EXERCISE = Transcribe the records below from the first line to the line that includes "trace the outline of every instance of the rubble-covered", inclusive, and omit the pictures.

%%

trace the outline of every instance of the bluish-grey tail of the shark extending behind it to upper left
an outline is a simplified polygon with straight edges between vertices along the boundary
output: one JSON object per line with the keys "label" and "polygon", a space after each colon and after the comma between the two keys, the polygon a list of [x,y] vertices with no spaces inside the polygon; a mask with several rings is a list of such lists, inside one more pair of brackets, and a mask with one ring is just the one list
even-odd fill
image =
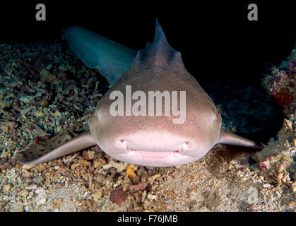
{"label": "bluish-grey tail of the shark extending behind it to upper left", "polygon": [[99,69],[110,85],[129,69],[136,57],[134,49],[84,28],[65,28],[62,38],[86,66]]}

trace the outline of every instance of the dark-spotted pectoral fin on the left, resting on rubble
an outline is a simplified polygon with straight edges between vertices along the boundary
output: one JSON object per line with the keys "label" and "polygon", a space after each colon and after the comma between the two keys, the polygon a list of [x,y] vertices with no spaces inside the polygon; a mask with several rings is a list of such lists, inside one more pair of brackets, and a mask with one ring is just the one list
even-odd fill
{"label": "dark-spotted pectoral fin on the left, resting on rubble", "polygon": [[21,164],[33,165],[74,153],[95,144],[90,132],[82,133],[79,136],[75,136],[73,133],[61,133],[16,153],[16,159]]}

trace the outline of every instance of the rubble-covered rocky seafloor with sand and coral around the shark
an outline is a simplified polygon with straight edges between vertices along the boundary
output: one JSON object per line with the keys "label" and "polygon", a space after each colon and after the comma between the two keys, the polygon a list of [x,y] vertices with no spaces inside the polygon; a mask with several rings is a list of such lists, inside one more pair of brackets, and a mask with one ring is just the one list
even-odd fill
{"label": "rubble-covered rocky seafloor with sand and coral around the shark", "polygon": [[[293,50],[262,81],[266,102],[283,107],[284,119],[261,151],[215,145],[196,162],[148,168],[119,162],[93,146],[20,165],[18,151],[62,131],[86,131],[108,84],[64,42],[1,44],[0,211],[295,211],[295,59]],[[242,121],[227,107],[222,100],[223,126],[236,131]],[[273,113],[262,109],[268,107],[254,115]]]}

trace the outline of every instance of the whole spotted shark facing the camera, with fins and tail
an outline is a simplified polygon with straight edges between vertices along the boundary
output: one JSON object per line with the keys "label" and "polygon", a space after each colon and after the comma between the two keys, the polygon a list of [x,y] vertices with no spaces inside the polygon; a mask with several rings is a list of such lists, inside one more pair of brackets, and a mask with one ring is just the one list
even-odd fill
{"label": "whole spotted shark facing the camera, with fins and tail", "polygon": [[[221,129],[222,118],[211,97],[185,68],[181,53],[167,42],[158,19],[155,37],[138,52],[79,27],[63,31],[71,49],[91,69],[107,78],[110,88],[88,119],[89,131],[76,136],[64,132],[16,153],[21,164],[34,165],[98,145],[116,160],[146,167],[171,167],[199,160],[216,144],[263,148],[247,138]],[[126,88],[148,95],[186,91],[186,120],[172,122],[172,115],[110,114],[110,95]],[[136,102],[136,100],[131,100]],[[162,109],[164,109],[162,102]],[[125,109],[126,111],[126,109]]]}

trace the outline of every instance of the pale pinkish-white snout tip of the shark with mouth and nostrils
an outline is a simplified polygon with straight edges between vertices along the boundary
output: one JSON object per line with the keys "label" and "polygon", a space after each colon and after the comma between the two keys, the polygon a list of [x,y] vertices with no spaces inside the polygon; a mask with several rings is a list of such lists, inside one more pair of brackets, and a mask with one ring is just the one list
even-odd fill
{"label": "pale pinkish-white snout tip of the shark with mouth and nostrils", "polygon": [[136,131],[110,136],[100,146],[108,155],[135,165],[169,167],[196,160],[196,142],[166,131]]}

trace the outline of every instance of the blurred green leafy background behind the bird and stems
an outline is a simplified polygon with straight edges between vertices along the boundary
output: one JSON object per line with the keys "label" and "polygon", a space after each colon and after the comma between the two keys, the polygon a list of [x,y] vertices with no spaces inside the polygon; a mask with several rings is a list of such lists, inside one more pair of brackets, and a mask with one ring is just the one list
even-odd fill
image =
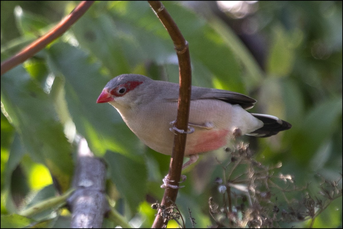
{"label": "blurred green leafy background behind the bird and stems", "polygon": [[[76,4],[1,1],[1,61],[48,31]],[[261,56],[253,56],[206,5],[164,4],[189,42],[193,85],[250,95],[258,100],[252,112],[292,123],[292,129],[279,135],[257,143],[251,140],[257,160],[264,166],[282,162],[280,172],[292,174],[300,187],[311,184],[307,191],[314,197],[320,191],[315,174],[338,180],[342,172],[342,2],[250,4],[250,13],[229,20],[239,22],[240,36],[246,33],[263,44],[256,47],[262,49]],[[61,211],[58,217],[48,211],[31,219],[16,214],[68,189],[76,134],[106,160],[107,193],[118,211],[135,227],[151,226],[155,213],[150,205],[161,201],[159,186],[169,157],[145,147],[109,104],[95,103],[104,85],[122,73],[178,82],[173,43],[147,2],[95,2],[62,37],[1,76],[2,227],[38,222],[41,226],[44,222],[44,227],[68,225],[69,215]],[[186,187],[180,189],[176,202],[186,227],[192,226],[187,207],[196,227],[214,223],[208,200],[222,198],[214,180],[223,177],[216,158],[229,161],[227,153],[217,150],[186,171]],[[299,192],[292,198],[304,195]],[[285,227],[308,225],[293,222]],[[342,198],[332,202],[313,227],[342,227]]]}

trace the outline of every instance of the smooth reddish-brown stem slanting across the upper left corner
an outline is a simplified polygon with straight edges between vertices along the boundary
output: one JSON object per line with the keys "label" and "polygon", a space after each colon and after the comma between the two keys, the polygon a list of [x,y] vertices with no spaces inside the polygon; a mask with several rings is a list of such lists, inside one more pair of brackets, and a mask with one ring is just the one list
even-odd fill
{"label": "smooth reddish-brown stem slanting across the upper left corner", "polygon": [[50,30],[47,34],[29,44],[11,58],[3,61],[1,63],[1,76],[8,70],[21,64],[28,58],[33,57],[36,53],[38,53],[38,51],[42,50],[50,42],[54,41],[56,38],[66,32],[70,26],[72,26],[79,18],[81,18],[81,16],[88,10],[88,8],[90,8],[93,2],[94,1],[80,2],[80,4],[75,7],[75,9],[68,16],[62,19],[62,21],[60,21],[60,23],[52,28],[52,30]]}

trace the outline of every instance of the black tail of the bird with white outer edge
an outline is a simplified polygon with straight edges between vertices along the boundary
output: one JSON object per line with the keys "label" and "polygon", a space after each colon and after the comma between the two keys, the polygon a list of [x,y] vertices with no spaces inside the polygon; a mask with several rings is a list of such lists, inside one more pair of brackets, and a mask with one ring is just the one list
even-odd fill
{"label": "black tail of the bird with white outer edge", "polygon": [[286,121],[281,120],[278,117],[273,115],[265,115],[265,114],[253,114],[252,116],[260,119],[264,125],[263,127],[247,134],[255,137],[270,137],[279,133],[282,130],[287,130],[292,127],[292,125]]}

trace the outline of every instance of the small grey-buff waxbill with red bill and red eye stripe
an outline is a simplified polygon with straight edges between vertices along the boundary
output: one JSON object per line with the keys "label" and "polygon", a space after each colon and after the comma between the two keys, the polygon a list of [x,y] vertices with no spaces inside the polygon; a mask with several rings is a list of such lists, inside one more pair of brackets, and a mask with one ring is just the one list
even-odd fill
{"label": "small grey-buff waxbill with red bill and red eye stripe", "polygon": [[[146,76],[123,74],[110,80],[97,103],[110,103],[124,122],[151,149],[171,155],[179,84],[152,80]],[[272,115],[246,110],[256,103],[246,95],[219,89],[192,87],[189,129],[184,168],[198,159],[198,153],[218,149],[240,135],[269,137],[287,130],[291,124]]]}

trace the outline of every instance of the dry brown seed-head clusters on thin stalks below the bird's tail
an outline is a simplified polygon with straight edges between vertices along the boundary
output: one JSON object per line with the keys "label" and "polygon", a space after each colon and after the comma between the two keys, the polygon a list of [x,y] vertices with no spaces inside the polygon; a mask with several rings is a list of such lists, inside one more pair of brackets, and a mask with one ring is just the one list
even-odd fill
{"label": "dry brown seed-head clusters on thin stalks below the bird's tail", "polygon": [[[214,220],[212,228],[274,228],[284,227],[292,222],[311,220],[325,210],[330,203],[342,196],[339,181],[328,181],[322,178],[317,186],[318,195],[312,197],[309,185],[297,187],[294,177],[277,173],[282,163],[266,167],[253,160],[253,152],[243,142],[235,148],[225,148],[230,153],[228,164],[221,164],[223,178],[215,179],[222,201],[209,198],[210,215]],[[173,204],[165,208],[158,203],[152,206],[162,209],[165,220],[174,219],[181,228],[185,228],[184,219],[178,207]],[[191,217],[194,227],[196,219]],[[181,219],[181,222],[180,222]]]}

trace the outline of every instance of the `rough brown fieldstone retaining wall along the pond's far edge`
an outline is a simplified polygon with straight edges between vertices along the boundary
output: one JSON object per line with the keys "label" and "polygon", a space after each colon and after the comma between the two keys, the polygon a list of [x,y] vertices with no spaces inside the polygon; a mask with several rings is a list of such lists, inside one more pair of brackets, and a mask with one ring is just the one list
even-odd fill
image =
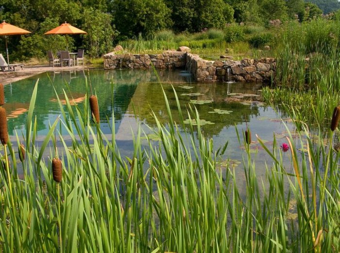
{"label": "rough brown fieldstone retaining wall along the pond's far edge", "polygon": [[185,68],[199,82],[270,81],[275,75],[276,61],[273,58],[241,61],[207,61],[187,52],[165,51],[162,54],[114,54],[104,55],[104,69]]}

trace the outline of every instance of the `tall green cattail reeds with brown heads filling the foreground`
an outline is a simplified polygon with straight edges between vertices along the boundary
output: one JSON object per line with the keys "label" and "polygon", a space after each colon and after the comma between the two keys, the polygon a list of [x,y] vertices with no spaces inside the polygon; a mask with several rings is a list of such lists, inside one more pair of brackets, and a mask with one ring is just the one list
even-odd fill
{"label": "tall green cattail reeds with brown heads filling the foreground", "polygon": [[[301,122],[296,124],[298,138],[293,138],[287,127],[282,146],[274,137],[272,147],[267,147],[253,132],[253,139],[272,158],[266,162],[265,177],[256,176],[251,125],[246,132],[239,132],[236,126],[239,143],[245,147],[246,195],[241,197],[235,167],[220,165],[222,155],[228,153],[227,140],[215,147],[201,132],[195,108],[188,108],[186,125],[178,100],[180,122],[174,123],[165,93],[169,122],[162,125],[153,114],[157,124],[153,133],[159,141],[144,136],[139,128],[133,137],[132,157],[120,156],[114,124],[111,140],[102,134],[87,82],[84,107],[69,102],[65,107],[59,102],[61,117],[51,123],[45,140],[37,146],[32,116],[38,83],[26,132],[17,135],[18,151],[8,141],[1,152],[2,252],[339,249],[340,153],[332,148],[339,142],[338,109],[333,113],[334,132],[328,124],[326,143],[320,135],[314,136],[315,129]],[[0,117],[2,127],[4,120]],[[59,133],[59,124],[67,127],[71,146]],[[186,129],[185,135],[180,134],[178,125]],[[3,136],[2,131],[0,138]],[[146,145],[141,144],[142,138]],[[295,142],[306,146],[306,151],[300,152]],[[62,148],[56,149],[57,145]],[[50,154],[47,159],[43,158],[45,152]],[[285,155],[290,156],[290,165],[283,162]],[[17,174],[19,163],[23,179]]]}

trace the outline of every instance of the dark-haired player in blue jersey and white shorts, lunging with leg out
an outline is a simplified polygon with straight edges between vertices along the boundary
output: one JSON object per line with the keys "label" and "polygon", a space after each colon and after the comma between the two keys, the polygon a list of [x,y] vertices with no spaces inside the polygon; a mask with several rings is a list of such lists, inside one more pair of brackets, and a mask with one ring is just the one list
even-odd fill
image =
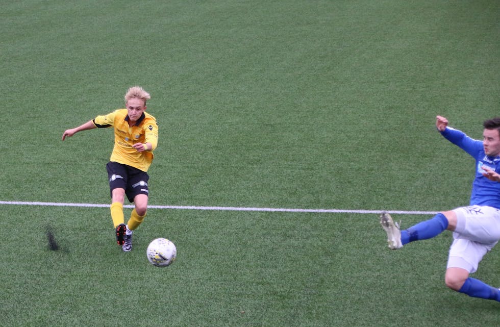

%%

RESULT OF THE TASK =
trace the outline of every instance of the bluish-grey tail of the shark extending behind it to upper left
an outline is a simplified polygon with straight edges between vertices along the boundary
output: one JSON object per line with the keys "label" and "polygon", a space after each colon and after the comma between the two keys, the polygon a list of [x,y] vertices with no spaces inside the polygon; a mask with several rings is a list of such lists, inside one more pair of brackets, and a mask with one ring is just the one list
even-odd fill
image =
{"label": "bluish-grey tail of the shark extending behind it to upper left", "polygon": [[99,69],[110,85],[129,69],[136,57],[134,49],[84,28],[65,28],[62,38],[86,66]]}

trace the outline of every instance of the dark-spotted pectoral fin on the left, resting on rubble
an outline is a simplified polygon with straight edges between vertices along the boundary
output: one JSON object per line with the keys "label" and "polygon", a space after each colon and after the comma between the two keys, the polygon a list of [x,y] vertices with no spaces inside the polygon; a mask with several rings is a list of such lists, inside one more pair of brackets, and a mask with one ring is just the one list
even-odd fill
{"label": "dark-spotted pectoral fin on the left, resting on rubble", "polygon": [[21,164],[33,165],[74,153],[95,144],[90,132],[82,133],[79,136],[75,136],[73,133],[61,133],[16,153],[16,159]]}

trace the outline of every instance of the rubble-covered rocky seafloor with sand and coral around the shark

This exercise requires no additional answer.